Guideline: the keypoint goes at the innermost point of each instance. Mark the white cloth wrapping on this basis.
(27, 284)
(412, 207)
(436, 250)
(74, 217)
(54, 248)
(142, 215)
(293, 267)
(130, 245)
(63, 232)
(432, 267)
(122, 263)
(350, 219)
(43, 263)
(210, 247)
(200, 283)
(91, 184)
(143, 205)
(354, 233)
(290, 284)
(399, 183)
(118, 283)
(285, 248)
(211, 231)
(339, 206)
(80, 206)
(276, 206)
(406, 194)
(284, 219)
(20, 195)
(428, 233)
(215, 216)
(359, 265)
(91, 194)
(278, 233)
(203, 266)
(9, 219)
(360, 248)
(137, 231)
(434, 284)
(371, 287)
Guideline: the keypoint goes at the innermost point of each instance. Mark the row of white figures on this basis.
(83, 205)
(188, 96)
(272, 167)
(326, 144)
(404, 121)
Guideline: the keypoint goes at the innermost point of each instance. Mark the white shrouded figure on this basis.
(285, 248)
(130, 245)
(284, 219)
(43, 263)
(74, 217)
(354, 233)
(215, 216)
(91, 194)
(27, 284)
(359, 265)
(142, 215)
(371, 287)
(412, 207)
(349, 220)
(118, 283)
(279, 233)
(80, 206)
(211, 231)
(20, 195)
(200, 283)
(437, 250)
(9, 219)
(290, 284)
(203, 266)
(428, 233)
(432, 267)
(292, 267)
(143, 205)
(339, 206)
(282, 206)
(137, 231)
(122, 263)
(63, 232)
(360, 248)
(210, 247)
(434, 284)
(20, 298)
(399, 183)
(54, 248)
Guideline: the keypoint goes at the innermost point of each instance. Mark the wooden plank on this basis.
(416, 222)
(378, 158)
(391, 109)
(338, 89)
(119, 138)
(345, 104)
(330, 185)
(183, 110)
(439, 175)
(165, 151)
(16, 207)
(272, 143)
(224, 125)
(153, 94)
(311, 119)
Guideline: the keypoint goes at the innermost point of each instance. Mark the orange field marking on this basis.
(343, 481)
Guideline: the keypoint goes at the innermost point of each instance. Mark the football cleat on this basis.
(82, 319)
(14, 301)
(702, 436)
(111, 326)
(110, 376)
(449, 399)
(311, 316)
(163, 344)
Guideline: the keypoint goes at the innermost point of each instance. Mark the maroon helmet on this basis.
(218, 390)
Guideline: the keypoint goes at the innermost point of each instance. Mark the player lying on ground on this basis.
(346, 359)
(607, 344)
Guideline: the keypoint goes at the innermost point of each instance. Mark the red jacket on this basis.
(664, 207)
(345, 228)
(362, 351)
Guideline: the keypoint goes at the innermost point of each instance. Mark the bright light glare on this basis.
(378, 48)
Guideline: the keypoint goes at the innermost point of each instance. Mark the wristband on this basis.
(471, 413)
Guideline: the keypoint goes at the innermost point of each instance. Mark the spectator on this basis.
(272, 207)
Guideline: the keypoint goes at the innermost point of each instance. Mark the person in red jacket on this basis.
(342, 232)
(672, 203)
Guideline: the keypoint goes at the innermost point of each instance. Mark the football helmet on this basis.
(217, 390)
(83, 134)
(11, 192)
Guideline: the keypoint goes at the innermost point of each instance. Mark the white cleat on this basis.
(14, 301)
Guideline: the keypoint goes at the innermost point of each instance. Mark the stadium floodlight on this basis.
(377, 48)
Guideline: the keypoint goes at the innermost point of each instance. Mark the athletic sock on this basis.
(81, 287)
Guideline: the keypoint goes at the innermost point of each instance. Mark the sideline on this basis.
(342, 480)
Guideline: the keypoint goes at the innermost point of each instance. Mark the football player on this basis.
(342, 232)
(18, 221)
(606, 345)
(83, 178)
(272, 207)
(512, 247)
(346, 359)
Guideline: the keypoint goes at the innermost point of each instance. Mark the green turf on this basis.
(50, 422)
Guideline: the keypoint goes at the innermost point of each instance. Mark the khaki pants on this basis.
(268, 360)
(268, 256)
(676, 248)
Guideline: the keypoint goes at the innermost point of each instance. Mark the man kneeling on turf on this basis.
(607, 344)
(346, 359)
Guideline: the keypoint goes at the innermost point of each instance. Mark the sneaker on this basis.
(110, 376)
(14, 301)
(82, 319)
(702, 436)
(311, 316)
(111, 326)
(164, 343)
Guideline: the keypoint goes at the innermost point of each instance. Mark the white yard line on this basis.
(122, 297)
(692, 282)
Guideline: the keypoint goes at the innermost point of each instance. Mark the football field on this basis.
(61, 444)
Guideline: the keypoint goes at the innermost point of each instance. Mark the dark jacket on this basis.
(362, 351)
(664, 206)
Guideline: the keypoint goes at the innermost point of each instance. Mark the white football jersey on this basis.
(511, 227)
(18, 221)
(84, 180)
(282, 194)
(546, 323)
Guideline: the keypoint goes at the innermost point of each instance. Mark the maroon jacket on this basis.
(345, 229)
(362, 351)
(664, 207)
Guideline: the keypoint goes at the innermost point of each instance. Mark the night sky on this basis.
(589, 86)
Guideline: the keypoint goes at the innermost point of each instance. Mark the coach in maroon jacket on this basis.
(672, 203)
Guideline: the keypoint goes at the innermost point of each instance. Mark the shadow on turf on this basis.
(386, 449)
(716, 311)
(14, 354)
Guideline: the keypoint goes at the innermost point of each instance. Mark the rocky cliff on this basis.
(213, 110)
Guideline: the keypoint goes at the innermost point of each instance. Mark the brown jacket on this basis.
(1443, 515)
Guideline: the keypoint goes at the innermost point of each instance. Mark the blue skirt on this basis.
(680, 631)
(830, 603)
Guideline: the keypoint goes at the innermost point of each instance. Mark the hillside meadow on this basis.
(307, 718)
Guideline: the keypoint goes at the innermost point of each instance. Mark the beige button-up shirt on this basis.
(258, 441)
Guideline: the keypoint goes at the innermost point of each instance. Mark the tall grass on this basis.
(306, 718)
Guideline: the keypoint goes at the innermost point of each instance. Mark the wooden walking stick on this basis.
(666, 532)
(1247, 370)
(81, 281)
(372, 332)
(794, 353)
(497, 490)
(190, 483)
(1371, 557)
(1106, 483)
########
Your objective ::
Output the complete data exactly as written.

The output ::
Guideline: the keypoint goes at the innermost point of each instance. Mark the white cloth wrapping on this basis.
(27, 284)
(412, 207)
(436, 250)
(74, 217)
(54, 248)
(142, 215)
(293, 267)
(130, 245)
(63, 232)
(432, 267)
(122, 263)
(350, 219)
(43, 263)
(210, 247)
(200, 283)
(91, 184)
(143, 205)
(354, 233)
(290, 284)
(399, 183)
(118, 283)
(285, 248)
(211, 231)
(339, 206)
(80, 206)
(276, 206)
(406, 194)
(284, 219)
(20, 195)
(428, 233)
(215, 216)
(359, 265)
(91, 194)
(278, 233)
(203, 266)
(9, 219)
(360, 248)
(137, 231)
(434, 284)
(371, 287)
Guideline: the keypoint goes at the innermost point of each instance. Mark the row of white figures on this basis.
(83, 205)
(188, 96)
(272, 167)
(326, 144)
(404, 121)
Guideline: the keypoint goes at the innermost point of each instance. Mark the white shrouded figure on this basis.
(285, 248)
(130, 245)
(284, 219)
(43, 263)
(74, 217)
(354, 233)
(215, 216)
(91, 194)
(27, 284)
(359, 265)
(142, 215)
(371, 287)
(412, 207)
(349, 220)
(118, 283)
(279, 233)
(80, 206)
(211, 231)
(20, 195)
(200, 283)
(437, 250)
(9, 219)
(290, 284)
(203, 266)
(428, 233)
(432, 267)
(292, 267)
(143, 205)
(339, 206)
(282, 206)
(137, 231)
(122, 263)
(63, 232)
(360, 248)
(210, 247)
(434, 284)
(20, 298)
(399, 183)
(54, 248)
Guideline: the keypoint goes at the innermost point of each instance. Mark the wooden plank on this basis.
(416, 222)
(378, 158)
(391, 109)
(338, 89)
(119, 138)
(345, 104)
(330, 185)
(183, 110)
(439, 175)
(165, 151)
(16, 207)
(272, 143)
(224, 125)
(153, 94)
(311, 119)
Guideline: the keypoint goes at the innermost point of each instance. Mark the orange field marking on this basis.
(343, 481)
Guideline: the keypoint goes at the innermost point of each instance. Mark the football cleat on this basis.
(82, 319)
(14, 301)
(702, 436)
(111, 326)
(110, 376)
(449, 399)
(311, 316)
(163, 344)
Guideline: the keypoint goes at the innermost point of each instance. Mark the maroon helmet on this basis.
(218, 390)
Guideline: the keypoint goes at the innermost point of each instance. Mark the player lying on ground on this basis.
(346, 359)
(607, 344)
Guideline: the keypoint goes at the innermost point of each instance. Mark the red jacket on this basis.
(664, 207)
(345, 228)
(362, 351)
Guideline: the keypoint goes at the innermost point of each instance. Mark the bright light glare on this basis.
(378, 48)
Guideline: the keypoint goes at the innermost point of each instance. Mark the wristband on this basis.
(471, 413)
Guideline: the keypoint goes at the innermost point of each instance. Mark the spectator on this basis.
(272, 207)
Guideline: the keypoint goes at the innermost point of each instance. Mark the person in red jacket on this basis.
(342, 232)
(672, 203)
Guideline: the keypoint goes at the innermost point of each instance. Mark the football helmet on this basis.
(217, 390)
(83, 134)
(11, 192)
Guideline: the keypoint goes at the innermost point of each instance. Mark the white cleat on this basis.
(14, 301)
Guideline: the keypoint goes at the innermost point of each instance. Mark the stadium floodlight on this basis.
(377, 48)
Guideline: the keypoint goes at the innermost point of each instance. Mark the athletic sock on this basis.
(81, 287)
Guideline: the keypoint goes at the innermost point of each instance. Mark the sideline on this basis.
(342, 480)
Guideline: the keypoint goes at the innermost point of each instance. Mark the football player on this basis.
(342, 232)
(18, 221)
(606, 345)
(83, 178)
(272, 207)
(512, 247)
(346, 359)
Guideline: the keypoint goes at the innermost point of each instance. Mark the green turf on this basis.
(50, 422)
Guideline: the keypoint goes at the innermost point of each instance. Mark the khaki pants on this basis.
(268, 360)
(268, 256)
(676, 248)
Guideline: the keypoint goes at the innermost point of each instance. Mark the man kneeling on turf on this basis.
(607, 344)
(346, 359)
Guideline: the keypoint goes at the innermost point of each instance. Mark the sneaker on this basis.
(110, 376)
(14, 301)
(82, 319)
(702, 436)
(311, 316)
(111, 326)
(164, 343)
Guideline: the keypoint goes at the innermost point of each instance. Mark the white yard line on this basis.
(122, 297)
(692, 282)
Guideline: the keypoint goes at the innermost point of each instance. Mark the football field on this basis.
(61, 444)
Guideline: the keypoint goes at the innermost point of each instance. Mark the dark jacket on this basis.
(362, 351)
(664, 206)
Guideline: the keypoint goes at the innermost point of each instance. Mark the white football jersey on this basis.
(511, 227)
(18, 221)
(84, 180)
(282, 194)
(546, 323)
Guideline: the keypoint goes at the innermost point of each instance. Mark the maroon jacket on this basis.
(345, 229)
(362, 351)
(664, 207)
Guideline: the keypoint goes at the innermost point of each instance. Mark the night sky on this basis.
(589, 86)
Guideline: the keypoint goes at the innermost point of each instance. Mark the coach in maroon jacket on this basis.
(672, 203)
Guideline: the keypoint goes at the innermost point of each instance. Mark the shadow on turf on this basis.
(386, 449)
(716, 311)
(14, 354)
Guideline: the keypoint goes at the innermost point of each instance. Mark the rocky cliff on this basis.
(213, 110)
Guideline: the keypoint goes at the innermost point of each instance. Mark the brown jacket on this basis.
(1443, 515)
Guideline: the keypoint goes at the innermost point of each instance. Mark the blue skirt on this basis.
(680, 631)
(830, 603)
Guideline: the keypoint goes at the innermost point of each instance. Mark the hillside meadow on this basis.
(307, 718)
Guideline: the keypoint goes at the innermost point of each instance. Mark the beige button-up shirt on this basis.
(258, 441)
Guideline: the keypoint goes at the innermost point of each instance. Mark the tall grass on this basis.
(306, 718)
Guideline: the keypoint goes at the innermost point of each instance. Mark the wooden walking stick on this basis.
(666, 532)
(1247, 370)
(81, 281)
(372, 332)
(794, 353)
(497, 490)
(190, 483)
(1371, 557)
(1106, 483)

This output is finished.